- INSTRUCTIONS TO FOLLOW
Name every U.S. senator that the excerpt below on Trump and DACA mentions by name.

- EXCERPT TO READ
The meticulously crafted statement suggested that his hands were tied. As much as he wanted to keep the program in place, he had little choice but to send the issue back to Congress with hope that it would pass legislation to protect the undocumented immigrants here under the 2012 program. This, of course, was a farce. Trump had every right to leave the program in place while encouraging Congress to make it permanent. Instead, he turned the lives of nearly 700,000 people into a political bargaining chip attached to a ticking time bomb.
“We want to see something happen with DACA,” Trump said in January. “It’s been spoken of for years, and children are now adults in many cases.” But did he actually want to have a DACA bill on his desk to sign? A number of Democrats (including California Sen. Dianne Feinstein) called on Republican leaders in Congress to vote on a clean bill to completely resolve the issue. In fact, at the same time Trump announced the plan to wind down DACA, the DREAM Act of 2017 had been languishing in the Senate for more than a month. He chose not to put pressure on Republican members of Congress (the bill did have Sens. Jeff Flake (R-AZ), Lisa Murkowski (R-AK), and Cory Gardner (R-CO) as co-sponsors) to pass the existing bill. Instead, he railed against inaction, making repeated claims that Democrats were the ones choosing not to protect DACA recipients, tweeting that Democrats were “nowhere to be found” on the issue, didn’t care, and were ultimately responsible for the fact that “DACA is dead” (DACA is actually still active as it faces challenges in courts).
Not only were Democrats willing to act, but many crossed the aisle to provide a bipartisan solution which included an offer to fund his border wall. In response, Trump threatened to veto the bill were it to pass Congress. He went on to repeat this exact same strategy to defend his administration’s family separation policy, falsely blaming it on a “horrible law” that simply did not and does not exist.
Just as some conservatives in the media can justify their support of Trump’s cruelest policies by blaming just about anything apart from their own decision-making (did you know that Saturday Night Live can lead the most disillusioned former Republican back into the party’s warm embrace?), Trump justifies his own policies by blaming his political opponents. Everyone is happy to take credit for making the right call when something is good -- there’s no shortage of positive coverage among conservatives when it comes to the “Trump economy” -- but blame gets spread far and fast when something has a negative outcome.
One of the latest examples of this trend involves Trump’s own op-ed in USA Today. While there are a number of outright lies in the piece, there’s one that’s especially galling.
“As a candidate, I promised that we would protect coverage for patients with pre-existing conditions and create new health care insurance options that would lower premiums,” reads the editorial. “I have kept that promise, and we are now seeing health insurance premiums coming down.”
Trump has not kept his promise to people with pre-existing conditions, of course, instead painting Democrats as the party that wants to take away people’s access to health care. In fact, the administration is actively trying to gut protections for people with pre-existing conditions in court. On Wednesday, the Republican Senate voted down a measure to prevent a new rule put forward by the administration that would allow insurance companies to offer plans that exclude these crucial and popular protections.
If and when those defenses erode, there’s little doubt that he will look to Democrats as he did during the DACA debate and shrug as if to say, “I really wanted to help. Really, I did. But look what you made me do.” His defenders are sure to join in. It’s the job of a responsible media to hold him to account.

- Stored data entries
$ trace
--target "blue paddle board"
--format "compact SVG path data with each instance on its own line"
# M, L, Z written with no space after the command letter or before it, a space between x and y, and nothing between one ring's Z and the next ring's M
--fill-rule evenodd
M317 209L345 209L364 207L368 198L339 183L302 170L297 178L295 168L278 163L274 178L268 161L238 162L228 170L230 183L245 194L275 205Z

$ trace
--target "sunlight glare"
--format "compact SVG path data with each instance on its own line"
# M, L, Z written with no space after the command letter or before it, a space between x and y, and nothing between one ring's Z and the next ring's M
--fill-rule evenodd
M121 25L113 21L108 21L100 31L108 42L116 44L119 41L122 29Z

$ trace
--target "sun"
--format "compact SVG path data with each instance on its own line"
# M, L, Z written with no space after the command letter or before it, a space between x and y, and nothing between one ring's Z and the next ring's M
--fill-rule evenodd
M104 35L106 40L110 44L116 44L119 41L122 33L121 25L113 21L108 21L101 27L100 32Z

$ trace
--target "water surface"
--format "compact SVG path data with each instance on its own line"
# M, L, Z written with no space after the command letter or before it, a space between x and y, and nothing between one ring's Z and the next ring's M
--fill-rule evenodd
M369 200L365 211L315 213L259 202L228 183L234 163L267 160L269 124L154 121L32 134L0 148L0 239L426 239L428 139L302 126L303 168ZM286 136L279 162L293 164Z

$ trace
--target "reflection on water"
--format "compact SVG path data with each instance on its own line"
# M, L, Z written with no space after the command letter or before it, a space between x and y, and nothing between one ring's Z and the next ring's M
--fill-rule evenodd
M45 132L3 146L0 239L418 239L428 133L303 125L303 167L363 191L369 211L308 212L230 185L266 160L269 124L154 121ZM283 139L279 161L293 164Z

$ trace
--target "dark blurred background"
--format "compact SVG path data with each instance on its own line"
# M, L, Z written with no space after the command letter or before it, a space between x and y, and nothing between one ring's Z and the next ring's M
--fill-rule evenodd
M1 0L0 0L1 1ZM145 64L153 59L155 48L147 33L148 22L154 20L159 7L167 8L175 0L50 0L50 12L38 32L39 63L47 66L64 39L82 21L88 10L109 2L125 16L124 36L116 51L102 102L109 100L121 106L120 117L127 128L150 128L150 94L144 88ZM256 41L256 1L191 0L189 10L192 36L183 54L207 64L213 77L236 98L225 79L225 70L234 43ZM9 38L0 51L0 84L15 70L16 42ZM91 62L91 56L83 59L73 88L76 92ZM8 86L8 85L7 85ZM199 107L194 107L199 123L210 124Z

- THE ANSWER
Dianne Feinstein, Jeff Flake, Lisa Murkowski, Cory Gardner